Excerpted passage |
* Start *

First, let me state that boys called "Siri" and "Remi" in the U.S. would have their lunch money stolen every day of their lives. Including adulthood. This is not an American phenomenon, let alone one that is "too American." I think it's just too "teenage girl," in which Sirius and Remus are made into honorary teenage girls. (I don't dislike teenage girls. But, well... let's face it on the name thing; we all go through our "cutesy" stage.)

But nicknames in general? Even before Narcissa Malfoy was canonically called "Cissy," it wasn't "un-British" (or, well, "too American") to use the nickname. I mean, let's have a look, shall we?

Real life
The late Princess of Wales was referred to repeatedly as "Di."

Her elder son, at least as of a few years ago, appeared to go casually as "Wills."

Prince Henry Charles Albert David (according to the official site of the royal family) has been called "Prince Harry" since birth.

Joanne Rowling, last I knew, went by "Jo."

The woman born Margaret Natalie Smith (according to IMDB) is credited on film as "Dame Maggie Smith."

Catherine Elise Blanchett was born in Australia (not America) and works as Cate Blanchett.

That's from about ten minutes of interrupted web searching, and just people I could think of offhand to check. Names like "Liam," "Nancy," etc, began their lives as nicknames for other names, and acquired proper status from repeated use... and not on this side of the Pond. So no more of this "Nicknames are too American" business, thanks. There may be particular nicknames that are American (does anyone else call "Henry"s "Hank"?), but the concept of nicknames based on names? So not.

In HP canon
It's quite true that I think Minerva McGonagall would hex anyone calling her "Minnie" into next year, but that's because she's McGonagall. There isn't really a good nickname based on a name for Sirius or Remus (which probably explains why their nicknames are Padfoot and Moony), and Severus has any number of curses scribbled in the margins of his textbooks which would fly at anyone attempting to call him "Sev."

On the other hand...

* End *

Stated exercise 1 |
Transcribe the essay on nicknames above, in full and word for word.
The listing below has no connection to the essay on nicknames.

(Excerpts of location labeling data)
* Start *

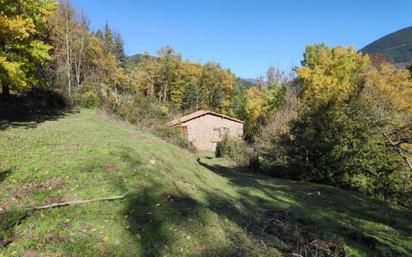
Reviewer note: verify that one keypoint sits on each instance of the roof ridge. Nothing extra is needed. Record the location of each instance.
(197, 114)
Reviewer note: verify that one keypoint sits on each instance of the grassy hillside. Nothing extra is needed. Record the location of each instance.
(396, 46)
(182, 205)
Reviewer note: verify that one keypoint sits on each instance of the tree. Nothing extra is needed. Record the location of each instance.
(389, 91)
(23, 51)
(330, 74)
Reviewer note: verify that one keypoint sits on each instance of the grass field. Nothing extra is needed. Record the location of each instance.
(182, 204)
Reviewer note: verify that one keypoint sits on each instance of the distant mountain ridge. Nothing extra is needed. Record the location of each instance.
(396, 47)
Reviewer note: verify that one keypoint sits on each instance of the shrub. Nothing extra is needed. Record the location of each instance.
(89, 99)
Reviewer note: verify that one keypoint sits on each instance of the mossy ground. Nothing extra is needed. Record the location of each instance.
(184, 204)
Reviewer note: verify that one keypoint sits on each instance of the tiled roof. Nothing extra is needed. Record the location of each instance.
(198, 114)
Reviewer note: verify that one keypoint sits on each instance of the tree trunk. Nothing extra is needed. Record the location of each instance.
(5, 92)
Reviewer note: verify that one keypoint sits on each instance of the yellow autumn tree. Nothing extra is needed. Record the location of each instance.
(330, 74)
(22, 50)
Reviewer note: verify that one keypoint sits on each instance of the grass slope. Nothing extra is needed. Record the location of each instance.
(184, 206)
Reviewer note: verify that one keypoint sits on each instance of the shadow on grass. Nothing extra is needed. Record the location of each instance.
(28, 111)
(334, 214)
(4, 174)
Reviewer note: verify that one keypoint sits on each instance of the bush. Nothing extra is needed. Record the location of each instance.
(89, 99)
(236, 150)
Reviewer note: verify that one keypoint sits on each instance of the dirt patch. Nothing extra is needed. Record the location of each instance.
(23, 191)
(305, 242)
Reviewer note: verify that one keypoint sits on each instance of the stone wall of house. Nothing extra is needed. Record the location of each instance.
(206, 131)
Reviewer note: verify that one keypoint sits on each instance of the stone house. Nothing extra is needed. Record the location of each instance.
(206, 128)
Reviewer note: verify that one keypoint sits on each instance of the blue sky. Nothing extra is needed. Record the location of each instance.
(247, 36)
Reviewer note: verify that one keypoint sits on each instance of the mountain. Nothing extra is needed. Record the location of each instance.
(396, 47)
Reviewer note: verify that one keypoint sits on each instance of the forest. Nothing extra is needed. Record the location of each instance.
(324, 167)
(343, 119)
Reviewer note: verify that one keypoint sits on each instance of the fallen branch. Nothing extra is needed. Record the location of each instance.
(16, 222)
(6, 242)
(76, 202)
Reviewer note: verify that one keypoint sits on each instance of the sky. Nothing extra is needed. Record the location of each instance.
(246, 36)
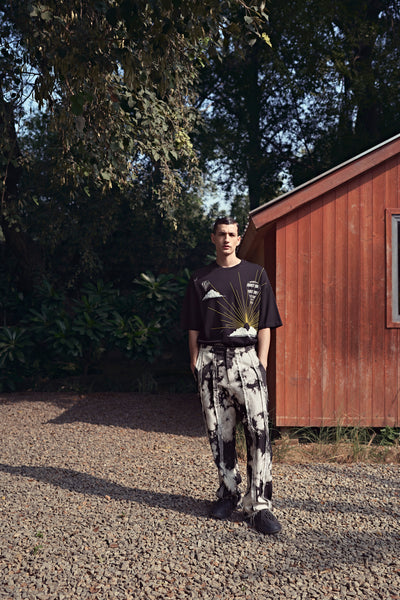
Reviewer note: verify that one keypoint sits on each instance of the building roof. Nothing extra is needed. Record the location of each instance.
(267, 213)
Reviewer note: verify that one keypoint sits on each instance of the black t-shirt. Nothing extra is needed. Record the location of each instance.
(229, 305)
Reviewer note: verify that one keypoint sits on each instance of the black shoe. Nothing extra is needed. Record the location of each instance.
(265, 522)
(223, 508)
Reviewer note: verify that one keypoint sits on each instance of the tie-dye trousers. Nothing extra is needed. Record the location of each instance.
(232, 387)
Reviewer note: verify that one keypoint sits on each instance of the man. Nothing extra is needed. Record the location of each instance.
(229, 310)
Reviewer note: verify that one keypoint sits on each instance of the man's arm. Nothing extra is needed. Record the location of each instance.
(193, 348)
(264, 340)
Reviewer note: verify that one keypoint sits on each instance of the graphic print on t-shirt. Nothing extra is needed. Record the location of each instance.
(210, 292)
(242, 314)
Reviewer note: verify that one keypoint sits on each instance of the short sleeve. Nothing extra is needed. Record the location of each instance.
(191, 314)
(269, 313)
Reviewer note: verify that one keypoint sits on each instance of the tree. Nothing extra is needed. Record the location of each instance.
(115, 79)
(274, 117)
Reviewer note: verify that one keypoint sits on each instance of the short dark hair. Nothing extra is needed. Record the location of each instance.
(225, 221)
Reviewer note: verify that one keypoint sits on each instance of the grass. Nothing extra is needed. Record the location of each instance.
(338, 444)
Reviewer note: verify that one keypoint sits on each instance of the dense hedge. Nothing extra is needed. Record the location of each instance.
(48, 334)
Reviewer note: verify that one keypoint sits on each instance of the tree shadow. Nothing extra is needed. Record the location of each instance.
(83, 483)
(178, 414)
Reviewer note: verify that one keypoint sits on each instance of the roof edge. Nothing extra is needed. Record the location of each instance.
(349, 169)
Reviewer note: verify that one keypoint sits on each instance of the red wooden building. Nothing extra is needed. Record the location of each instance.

* End *

Stated exercise 2 |
Which lines of the listing contain the string "shirt"? Show each of them in full, treating case as significant.

Response 1 |
First, let me state that boys called "Siri" and "Remi" in the U.S. would have their lunch money stolen every day of their lives. Including adulthood. This is not an American phenomenon, let alone one that is "too American." I think it's just too "teenage girl," in which Sirius and Remus are made into honorary teenage girls. (I don't dislike teenage girls. But, well... let's face it on the name thing; we all go through our "cutesy" stage.)

But nicknames in general? Even before Narcissa Malfoy was canonically called "Cissy," it wasn't "un-British" (or, well, "too American") to use the nickname. I mean, let's have a look, shall we?

Real life
The late Princess of Wales was referred to repeatedly as "Di."

Her elder son, at least as of a few years ago, appeared to go casually as "Wills."

Prince Henry Charles Albert David (according to the official site of the royal family) has been called "Prince Harry" since birth.

Joanne Rowling, last I knew, went by "Jo."

The woman born Margaret Natalie Smith (according to IMDB) is credited on film as "Dame Maggie Smith."

Catherine Elise Blanchett was born in Australia (not America) and works as Cate Blanchett.

That's from about ten minutes of interrupted web searching, and just people I could think of offhand to check. Names like "Liam," "Nancy," etc, began their lives as nicknames for other names, and acquired proper status from repeated use... and not on this side of the Pond. So no more of this "Nicknames are too American" business, thanks. There may be particular nicknames that are American (does anyone else call "Henry"s "Hank"?), but the concept of nicknames based on names? So not.

In HP canon
It's quite true that I think Minerva McGonagall would hex anyone calling her "Minnie" into next year, but that's because she's McGonagall. There isn't really a good nickname based on a name for Sirius or Remus (which probably explains why their nicknames are Padfoot and Moony), and Severus has any number of curses scribbled in the margins of his textbooks which would fly at anyone attempting to call him "Sev."

On the other hand...

Response 2 |
Reviewer note: verify that one keypoint sits on each instance of the black t-shirt. Nothing extra is needed. Record the location of each instance.
Reviewer note: verify that one keypoint sits on each instance of the graphic print on t-shirt. Nothing extra is needed. Record the location of each instance.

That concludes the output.